[Labeled-object pointing entries]
# # # # #

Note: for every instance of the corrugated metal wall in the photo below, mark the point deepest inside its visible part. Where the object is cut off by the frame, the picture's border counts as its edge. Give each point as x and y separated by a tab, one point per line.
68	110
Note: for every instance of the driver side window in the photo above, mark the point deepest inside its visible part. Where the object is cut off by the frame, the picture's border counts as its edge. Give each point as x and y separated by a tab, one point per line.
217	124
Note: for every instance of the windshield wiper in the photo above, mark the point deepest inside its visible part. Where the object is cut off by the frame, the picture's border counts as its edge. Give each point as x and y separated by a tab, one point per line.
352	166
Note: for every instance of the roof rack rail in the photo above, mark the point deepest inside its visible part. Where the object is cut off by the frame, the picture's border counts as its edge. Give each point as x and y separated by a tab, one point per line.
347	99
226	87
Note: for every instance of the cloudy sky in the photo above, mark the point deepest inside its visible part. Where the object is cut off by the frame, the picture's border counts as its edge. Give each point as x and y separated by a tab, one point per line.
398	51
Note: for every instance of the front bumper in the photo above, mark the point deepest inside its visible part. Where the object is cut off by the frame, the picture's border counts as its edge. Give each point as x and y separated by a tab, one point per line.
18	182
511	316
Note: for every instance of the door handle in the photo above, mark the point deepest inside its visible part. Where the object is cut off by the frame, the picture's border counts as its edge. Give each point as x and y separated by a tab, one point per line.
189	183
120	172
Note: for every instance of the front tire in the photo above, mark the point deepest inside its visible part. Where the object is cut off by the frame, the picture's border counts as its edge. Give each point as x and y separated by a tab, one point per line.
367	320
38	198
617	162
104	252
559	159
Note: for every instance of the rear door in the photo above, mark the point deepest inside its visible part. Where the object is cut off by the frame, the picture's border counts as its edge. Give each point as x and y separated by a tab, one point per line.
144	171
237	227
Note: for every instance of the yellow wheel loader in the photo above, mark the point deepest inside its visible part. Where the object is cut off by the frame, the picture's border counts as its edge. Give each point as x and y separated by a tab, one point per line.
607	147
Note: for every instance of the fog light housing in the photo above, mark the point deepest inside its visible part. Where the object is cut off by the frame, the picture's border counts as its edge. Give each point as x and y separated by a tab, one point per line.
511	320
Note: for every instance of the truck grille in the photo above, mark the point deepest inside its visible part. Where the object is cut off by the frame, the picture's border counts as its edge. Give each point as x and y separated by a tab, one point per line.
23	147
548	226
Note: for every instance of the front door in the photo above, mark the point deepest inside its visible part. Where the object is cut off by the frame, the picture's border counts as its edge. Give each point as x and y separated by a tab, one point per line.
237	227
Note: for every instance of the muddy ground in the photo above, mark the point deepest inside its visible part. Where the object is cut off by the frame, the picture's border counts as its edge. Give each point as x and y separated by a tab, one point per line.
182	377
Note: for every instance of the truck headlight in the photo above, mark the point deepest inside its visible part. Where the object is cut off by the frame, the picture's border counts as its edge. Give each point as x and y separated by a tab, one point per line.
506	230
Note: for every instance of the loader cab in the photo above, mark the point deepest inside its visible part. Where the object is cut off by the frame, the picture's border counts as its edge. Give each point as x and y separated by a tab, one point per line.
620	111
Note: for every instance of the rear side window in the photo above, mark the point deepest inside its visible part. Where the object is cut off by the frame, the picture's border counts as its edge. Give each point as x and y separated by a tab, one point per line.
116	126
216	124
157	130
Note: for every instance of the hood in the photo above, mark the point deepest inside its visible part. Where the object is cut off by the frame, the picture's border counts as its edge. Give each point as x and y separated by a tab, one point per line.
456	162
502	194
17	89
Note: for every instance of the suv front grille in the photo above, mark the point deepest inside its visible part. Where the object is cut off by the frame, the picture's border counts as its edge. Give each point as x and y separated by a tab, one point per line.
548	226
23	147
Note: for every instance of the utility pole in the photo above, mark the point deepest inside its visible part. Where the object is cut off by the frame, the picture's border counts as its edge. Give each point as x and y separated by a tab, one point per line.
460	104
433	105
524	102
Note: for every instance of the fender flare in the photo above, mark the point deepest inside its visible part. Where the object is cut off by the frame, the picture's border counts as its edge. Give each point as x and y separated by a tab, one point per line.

# # # # #

◆ **YOUR TASK**: Could you give again exactly the lines from the line containing "Note: for every instance of the muddy" through the final line of the data above, and no others?

◆ **TASK ANSWER**:
Note: for every instance of the muddy ground in the photo above, mark the point deepest inside its visible part. Where the object is cut off by the frame, the picture's border counts as its edge. Give each point as x and y separated by a tab, one point per line.
182	377
Note: for every instance of the truck headlight in the photo above, mark the point deepest inside its visible part. Where the object is cut off by the frame, the picture's border counts as its edge. Give each point as x and y separated by a tab, one point per line.
506	230
Note: for every instance of the loader cab in the photo above, mark the point deepest inside its visible part. Where the object is cut off by the frame, the picture's border counts as its edge. Give each point as x and y separated by a tab, one point per line.
620	111
Note: for every instance of the rear side window in the photo above, mark the point deepest inside its visible part. Where the object is cut off by the frame, the picture's border counts as its edge. Give each point as x and y separated by a tab, one point per line.
116	126
216	124
157	130
Note: for every instance of the hood in the photo above, mark the point deepest inside its visible part. Where the object is cut off by the frame, the picture's border counts as its edge. Give each point as x and y separated by a tab, one point per line.
456	162
502	194
17	89
Note: for every instance of the suv front grille in the photo above, mark the point deepest inside its visible part. Where the object is cut off by the frame, the picture's border counts as its edge. Give each point as x and y separated by a tab, one point per line.
548	226
23	147
Note: for every instance of the utility pole in the photo above, mark the point deepest inside its visible part. Where the object is cut off by the frame, the picture's border counts as its edge. Give each point as x and y separated by a tab, one point per line.
460	104
433	105
524	102
Note: for every instance of the fender flare in the photo above, mark the point deepest inside its visible part. Where the object is cut off by the frame, the picture's border counts as its edge. Give each point as x and y separated by a tab, one point per line.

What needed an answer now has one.